• What you are asked to do:
From the line with "Target: grass field" through the line with "Find the wooden", repeat the entries verbatim, both end lines included, and add nothing.

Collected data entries
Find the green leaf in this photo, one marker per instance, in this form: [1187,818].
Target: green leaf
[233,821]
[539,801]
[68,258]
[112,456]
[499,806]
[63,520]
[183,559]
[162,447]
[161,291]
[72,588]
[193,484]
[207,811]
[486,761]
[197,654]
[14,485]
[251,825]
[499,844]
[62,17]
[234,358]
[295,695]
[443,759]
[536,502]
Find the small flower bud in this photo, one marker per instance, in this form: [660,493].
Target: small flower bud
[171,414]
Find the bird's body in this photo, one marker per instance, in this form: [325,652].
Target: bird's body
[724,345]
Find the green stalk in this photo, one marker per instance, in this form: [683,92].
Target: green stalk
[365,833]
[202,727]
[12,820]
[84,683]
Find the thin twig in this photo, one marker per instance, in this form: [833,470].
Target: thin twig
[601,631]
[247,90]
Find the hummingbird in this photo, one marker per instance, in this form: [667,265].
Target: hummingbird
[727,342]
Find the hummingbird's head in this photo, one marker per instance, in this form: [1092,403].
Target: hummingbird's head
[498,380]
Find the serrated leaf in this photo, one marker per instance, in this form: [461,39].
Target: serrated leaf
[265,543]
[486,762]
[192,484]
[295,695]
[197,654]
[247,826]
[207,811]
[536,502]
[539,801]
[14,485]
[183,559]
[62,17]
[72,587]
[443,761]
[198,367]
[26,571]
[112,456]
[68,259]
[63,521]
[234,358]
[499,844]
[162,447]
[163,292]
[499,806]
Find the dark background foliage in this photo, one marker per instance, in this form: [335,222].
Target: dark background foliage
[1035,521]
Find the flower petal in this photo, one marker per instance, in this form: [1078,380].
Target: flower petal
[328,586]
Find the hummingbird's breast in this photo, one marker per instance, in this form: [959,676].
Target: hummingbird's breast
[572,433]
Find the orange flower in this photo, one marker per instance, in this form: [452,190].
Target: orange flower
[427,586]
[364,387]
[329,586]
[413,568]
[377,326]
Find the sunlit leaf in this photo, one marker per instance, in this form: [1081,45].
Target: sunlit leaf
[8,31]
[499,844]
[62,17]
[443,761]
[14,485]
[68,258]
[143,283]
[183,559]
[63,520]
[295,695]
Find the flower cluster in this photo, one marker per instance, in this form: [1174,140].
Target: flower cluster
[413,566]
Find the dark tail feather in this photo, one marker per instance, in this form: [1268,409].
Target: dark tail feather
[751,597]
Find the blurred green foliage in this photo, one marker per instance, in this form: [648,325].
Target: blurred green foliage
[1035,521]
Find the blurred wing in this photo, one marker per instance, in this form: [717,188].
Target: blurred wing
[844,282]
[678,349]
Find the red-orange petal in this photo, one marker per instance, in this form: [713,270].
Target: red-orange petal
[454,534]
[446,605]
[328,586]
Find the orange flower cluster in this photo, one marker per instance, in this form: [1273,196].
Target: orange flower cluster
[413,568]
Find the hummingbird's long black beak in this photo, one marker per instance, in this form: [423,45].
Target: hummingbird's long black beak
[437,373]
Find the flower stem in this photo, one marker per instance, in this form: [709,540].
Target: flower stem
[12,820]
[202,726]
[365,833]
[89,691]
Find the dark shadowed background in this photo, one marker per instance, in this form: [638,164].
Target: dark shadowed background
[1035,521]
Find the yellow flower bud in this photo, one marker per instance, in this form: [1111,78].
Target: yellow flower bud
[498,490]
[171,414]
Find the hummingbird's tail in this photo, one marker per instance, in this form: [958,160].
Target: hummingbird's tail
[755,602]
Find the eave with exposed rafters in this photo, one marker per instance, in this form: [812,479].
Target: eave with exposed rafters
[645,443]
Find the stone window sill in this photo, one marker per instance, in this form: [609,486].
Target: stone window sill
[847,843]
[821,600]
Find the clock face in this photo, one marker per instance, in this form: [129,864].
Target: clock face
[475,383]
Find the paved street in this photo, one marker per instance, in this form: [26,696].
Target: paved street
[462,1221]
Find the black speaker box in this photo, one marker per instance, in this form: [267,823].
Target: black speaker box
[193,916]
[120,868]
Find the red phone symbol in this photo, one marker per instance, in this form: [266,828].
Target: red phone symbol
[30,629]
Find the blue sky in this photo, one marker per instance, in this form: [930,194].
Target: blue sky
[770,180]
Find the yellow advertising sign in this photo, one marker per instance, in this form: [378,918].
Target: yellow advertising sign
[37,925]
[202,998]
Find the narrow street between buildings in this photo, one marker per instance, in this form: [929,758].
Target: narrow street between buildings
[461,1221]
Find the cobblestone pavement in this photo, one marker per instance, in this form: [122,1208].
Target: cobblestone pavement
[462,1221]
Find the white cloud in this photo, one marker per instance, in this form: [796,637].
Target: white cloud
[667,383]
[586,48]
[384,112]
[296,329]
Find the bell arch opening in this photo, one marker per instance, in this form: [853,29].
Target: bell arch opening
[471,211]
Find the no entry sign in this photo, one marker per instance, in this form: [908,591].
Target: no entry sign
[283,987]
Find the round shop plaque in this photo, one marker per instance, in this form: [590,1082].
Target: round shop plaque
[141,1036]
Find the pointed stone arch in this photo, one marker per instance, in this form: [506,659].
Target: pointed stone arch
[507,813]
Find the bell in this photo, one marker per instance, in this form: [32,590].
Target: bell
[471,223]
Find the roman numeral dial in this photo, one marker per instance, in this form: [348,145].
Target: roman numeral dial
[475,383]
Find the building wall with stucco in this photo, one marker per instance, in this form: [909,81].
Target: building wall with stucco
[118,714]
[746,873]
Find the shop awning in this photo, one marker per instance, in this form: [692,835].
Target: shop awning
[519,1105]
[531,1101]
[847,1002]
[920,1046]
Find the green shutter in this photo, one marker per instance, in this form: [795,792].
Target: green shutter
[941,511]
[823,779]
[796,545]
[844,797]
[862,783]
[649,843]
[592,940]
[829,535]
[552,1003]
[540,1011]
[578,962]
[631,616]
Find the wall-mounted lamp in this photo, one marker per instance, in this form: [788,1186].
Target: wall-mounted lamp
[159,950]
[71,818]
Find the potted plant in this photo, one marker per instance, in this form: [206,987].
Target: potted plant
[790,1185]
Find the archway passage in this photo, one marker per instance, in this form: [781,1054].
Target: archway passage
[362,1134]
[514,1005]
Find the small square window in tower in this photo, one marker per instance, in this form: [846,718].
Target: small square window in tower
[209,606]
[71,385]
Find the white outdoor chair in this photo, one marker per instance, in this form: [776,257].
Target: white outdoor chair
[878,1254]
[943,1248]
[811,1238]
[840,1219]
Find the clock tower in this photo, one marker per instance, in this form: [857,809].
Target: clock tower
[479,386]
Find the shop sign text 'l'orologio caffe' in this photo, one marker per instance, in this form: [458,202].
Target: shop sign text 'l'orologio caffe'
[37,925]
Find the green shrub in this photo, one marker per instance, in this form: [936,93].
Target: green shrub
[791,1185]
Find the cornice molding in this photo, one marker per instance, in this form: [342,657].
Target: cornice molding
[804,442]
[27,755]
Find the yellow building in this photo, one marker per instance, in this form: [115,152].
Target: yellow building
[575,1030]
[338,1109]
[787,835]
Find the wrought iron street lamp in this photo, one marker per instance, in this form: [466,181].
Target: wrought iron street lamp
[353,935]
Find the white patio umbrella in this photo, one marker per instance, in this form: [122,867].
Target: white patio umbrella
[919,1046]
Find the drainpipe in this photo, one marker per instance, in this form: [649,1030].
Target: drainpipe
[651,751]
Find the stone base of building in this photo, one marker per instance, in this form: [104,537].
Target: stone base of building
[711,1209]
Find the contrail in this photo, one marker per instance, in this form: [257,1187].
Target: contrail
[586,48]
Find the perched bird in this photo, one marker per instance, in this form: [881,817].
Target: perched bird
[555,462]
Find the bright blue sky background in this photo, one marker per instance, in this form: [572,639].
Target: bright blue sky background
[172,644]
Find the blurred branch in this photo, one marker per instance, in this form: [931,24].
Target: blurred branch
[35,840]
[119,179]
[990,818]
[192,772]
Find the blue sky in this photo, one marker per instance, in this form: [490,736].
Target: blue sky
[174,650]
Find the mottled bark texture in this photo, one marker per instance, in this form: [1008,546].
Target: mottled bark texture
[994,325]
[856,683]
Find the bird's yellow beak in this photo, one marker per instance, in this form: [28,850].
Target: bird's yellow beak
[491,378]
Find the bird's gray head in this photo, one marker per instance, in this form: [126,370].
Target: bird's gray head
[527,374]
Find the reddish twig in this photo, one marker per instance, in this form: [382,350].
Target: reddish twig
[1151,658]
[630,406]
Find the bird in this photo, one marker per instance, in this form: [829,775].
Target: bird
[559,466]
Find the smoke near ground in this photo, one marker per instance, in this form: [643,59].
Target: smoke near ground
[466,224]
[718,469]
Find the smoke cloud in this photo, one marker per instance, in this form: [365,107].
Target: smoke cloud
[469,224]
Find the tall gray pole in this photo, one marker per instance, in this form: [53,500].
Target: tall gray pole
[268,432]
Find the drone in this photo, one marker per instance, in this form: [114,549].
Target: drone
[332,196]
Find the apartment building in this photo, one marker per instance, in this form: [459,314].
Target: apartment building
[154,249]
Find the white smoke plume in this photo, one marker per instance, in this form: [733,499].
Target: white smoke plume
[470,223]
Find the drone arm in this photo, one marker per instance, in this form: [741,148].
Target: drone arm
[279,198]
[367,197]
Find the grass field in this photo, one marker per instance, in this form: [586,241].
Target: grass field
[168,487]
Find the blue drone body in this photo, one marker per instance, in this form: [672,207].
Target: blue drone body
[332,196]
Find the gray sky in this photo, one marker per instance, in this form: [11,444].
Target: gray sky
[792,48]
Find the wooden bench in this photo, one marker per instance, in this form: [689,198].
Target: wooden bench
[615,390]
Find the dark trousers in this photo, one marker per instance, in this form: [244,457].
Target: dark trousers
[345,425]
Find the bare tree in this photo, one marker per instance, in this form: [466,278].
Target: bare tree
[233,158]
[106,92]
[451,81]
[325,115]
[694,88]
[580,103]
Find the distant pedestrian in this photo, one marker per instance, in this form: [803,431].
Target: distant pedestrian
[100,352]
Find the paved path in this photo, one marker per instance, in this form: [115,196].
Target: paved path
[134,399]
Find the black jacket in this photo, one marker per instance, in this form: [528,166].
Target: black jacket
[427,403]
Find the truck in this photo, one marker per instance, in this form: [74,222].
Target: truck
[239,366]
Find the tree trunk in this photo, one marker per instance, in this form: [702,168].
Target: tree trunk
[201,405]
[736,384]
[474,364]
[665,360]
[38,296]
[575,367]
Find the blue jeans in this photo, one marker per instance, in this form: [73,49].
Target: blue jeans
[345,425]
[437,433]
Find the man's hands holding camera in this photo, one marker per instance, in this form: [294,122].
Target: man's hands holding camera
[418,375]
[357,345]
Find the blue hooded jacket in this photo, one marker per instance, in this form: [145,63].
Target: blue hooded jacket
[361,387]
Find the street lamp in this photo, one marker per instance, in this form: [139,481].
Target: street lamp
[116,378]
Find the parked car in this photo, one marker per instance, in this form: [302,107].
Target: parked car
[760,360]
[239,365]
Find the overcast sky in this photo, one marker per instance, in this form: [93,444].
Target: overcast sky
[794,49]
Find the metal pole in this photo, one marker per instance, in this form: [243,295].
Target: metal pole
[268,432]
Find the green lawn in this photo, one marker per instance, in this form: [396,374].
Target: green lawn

• Worked solution:
Target: grass field
[168,487]
Find the blue drone body in this photo, one marker per instance, in this form: [672,207].
Target: blue drone body
[332,196]
Find the gray sky in this photo, one marker per instance, in this form: [11,444].
Target: gray sky
[792,48]
Find the wooden bench in this photo, one marker per instance, in this form: [689,198].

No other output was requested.